Check each line of the material that follows, and copy those holding the string "parked".
•••
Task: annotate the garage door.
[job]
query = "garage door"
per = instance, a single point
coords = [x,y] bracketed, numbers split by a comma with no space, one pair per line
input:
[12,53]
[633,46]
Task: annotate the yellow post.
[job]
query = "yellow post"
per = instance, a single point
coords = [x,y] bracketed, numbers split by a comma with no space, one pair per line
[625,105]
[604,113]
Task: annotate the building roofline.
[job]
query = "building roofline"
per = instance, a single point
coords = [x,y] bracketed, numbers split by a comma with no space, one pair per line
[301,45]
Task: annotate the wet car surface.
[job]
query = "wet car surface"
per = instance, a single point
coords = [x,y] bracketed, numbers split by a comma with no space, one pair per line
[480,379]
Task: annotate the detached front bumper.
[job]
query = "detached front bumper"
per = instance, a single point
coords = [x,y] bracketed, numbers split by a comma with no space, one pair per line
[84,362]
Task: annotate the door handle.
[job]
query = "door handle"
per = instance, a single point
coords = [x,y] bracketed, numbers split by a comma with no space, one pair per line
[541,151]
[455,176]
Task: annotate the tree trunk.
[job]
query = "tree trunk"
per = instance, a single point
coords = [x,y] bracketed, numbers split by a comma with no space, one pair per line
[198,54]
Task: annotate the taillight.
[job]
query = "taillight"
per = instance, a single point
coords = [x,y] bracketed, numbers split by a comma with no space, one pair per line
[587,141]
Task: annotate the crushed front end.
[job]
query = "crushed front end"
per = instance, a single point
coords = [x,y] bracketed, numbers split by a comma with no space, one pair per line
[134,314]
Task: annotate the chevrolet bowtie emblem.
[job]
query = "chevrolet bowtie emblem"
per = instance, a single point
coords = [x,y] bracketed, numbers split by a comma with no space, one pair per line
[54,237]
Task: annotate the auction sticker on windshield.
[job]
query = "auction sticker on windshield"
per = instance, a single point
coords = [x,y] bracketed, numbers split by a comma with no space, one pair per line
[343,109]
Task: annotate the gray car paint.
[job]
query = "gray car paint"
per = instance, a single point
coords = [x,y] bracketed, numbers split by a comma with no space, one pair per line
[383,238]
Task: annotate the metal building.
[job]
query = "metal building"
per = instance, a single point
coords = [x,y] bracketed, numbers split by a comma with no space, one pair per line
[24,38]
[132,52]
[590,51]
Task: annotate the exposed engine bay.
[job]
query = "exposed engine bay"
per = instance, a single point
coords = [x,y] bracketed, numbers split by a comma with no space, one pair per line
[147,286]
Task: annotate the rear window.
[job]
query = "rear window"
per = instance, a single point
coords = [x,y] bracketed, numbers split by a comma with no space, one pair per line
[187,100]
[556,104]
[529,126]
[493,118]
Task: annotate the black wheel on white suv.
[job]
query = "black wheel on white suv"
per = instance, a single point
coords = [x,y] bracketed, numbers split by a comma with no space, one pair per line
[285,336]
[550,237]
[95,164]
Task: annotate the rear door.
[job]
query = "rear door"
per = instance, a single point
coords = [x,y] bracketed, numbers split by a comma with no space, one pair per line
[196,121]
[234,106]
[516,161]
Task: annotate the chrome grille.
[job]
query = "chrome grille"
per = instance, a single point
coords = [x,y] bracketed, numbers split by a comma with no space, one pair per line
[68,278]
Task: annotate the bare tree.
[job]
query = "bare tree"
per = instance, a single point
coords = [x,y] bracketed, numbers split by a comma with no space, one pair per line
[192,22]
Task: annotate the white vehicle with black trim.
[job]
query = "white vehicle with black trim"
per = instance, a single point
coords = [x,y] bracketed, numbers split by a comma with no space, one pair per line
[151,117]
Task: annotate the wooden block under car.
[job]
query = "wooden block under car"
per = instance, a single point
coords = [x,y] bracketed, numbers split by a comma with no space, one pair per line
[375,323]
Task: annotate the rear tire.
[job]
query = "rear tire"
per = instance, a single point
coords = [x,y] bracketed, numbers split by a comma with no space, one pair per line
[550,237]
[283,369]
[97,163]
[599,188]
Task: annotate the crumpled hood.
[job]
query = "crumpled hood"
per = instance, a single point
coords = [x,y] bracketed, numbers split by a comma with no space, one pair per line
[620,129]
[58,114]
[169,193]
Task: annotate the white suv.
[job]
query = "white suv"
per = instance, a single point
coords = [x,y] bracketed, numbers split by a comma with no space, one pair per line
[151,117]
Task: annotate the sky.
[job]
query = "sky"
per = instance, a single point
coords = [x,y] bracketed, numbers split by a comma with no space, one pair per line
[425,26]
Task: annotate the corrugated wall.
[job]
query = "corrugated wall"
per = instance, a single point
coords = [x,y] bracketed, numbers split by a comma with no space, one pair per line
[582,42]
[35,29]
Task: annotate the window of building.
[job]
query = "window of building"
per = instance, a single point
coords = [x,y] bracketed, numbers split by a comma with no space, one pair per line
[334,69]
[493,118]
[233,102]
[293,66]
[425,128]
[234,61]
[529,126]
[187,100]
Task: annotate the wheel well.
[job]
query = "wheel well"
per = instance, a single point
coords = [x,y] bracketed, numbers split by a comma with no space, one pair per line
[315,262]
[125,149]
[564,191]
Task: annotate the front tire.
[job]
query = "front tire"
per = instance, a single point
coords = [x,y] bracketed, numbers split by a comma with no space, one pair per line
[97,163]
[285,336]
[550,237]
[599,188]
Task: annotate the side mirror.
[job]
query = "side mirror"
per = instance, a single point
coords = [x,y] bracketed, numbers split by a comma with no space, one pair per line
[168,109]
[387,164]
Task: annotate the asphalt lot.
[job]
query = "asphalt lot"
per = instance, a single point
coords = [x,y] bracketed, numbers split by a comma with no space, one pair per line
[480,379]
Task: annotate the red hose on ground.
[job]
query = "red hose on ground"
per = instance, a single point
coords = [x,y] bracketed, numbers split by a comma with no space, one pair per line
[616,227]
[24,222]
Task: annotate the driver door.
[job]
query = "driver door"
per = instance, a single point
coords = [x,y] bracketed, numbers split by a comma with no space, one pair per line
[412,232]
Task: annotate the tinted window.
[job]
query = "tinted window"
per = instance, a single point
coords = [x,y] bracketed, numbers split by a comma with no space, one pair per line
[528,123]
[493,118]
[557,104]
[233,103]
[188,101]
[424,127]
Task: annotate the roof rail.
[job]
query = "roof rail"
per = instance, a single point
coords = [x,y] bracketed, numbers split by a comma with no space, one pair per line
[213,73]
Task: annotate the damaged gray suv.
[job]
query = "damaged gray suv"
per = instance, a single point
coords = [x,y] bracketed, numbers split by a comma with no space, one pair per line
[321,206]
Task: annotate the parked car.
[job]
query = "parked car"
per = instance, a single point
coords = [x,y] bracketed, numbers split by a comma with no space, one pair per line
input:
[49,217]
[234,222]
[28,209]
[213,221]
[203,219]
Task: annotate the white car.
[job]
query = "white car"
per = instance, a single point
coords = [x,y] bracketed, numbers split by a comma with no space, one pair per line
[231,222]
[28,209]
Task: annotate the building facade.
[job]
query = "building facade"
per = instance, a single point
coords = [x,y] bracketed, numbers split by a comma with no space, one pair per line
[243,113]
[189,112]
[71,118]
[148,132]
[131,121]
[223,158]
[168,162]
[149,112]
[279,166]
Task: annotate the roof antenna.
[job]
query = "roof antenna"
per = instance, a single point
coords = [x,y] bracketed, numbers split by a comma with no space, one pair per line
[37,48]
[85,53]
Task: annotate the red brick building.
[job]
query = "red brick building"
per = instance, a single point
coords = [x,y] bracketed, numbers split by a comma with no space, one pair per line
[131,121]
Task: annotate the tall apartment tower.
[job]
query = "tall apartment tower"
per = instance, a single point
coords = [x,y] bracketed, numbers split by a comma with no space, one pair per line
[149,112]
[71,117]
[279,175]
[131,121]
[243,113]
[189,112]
•••
[SOLUTION TO THIS EXERCISE]
Task: annotate the parked car.
query = "parked car"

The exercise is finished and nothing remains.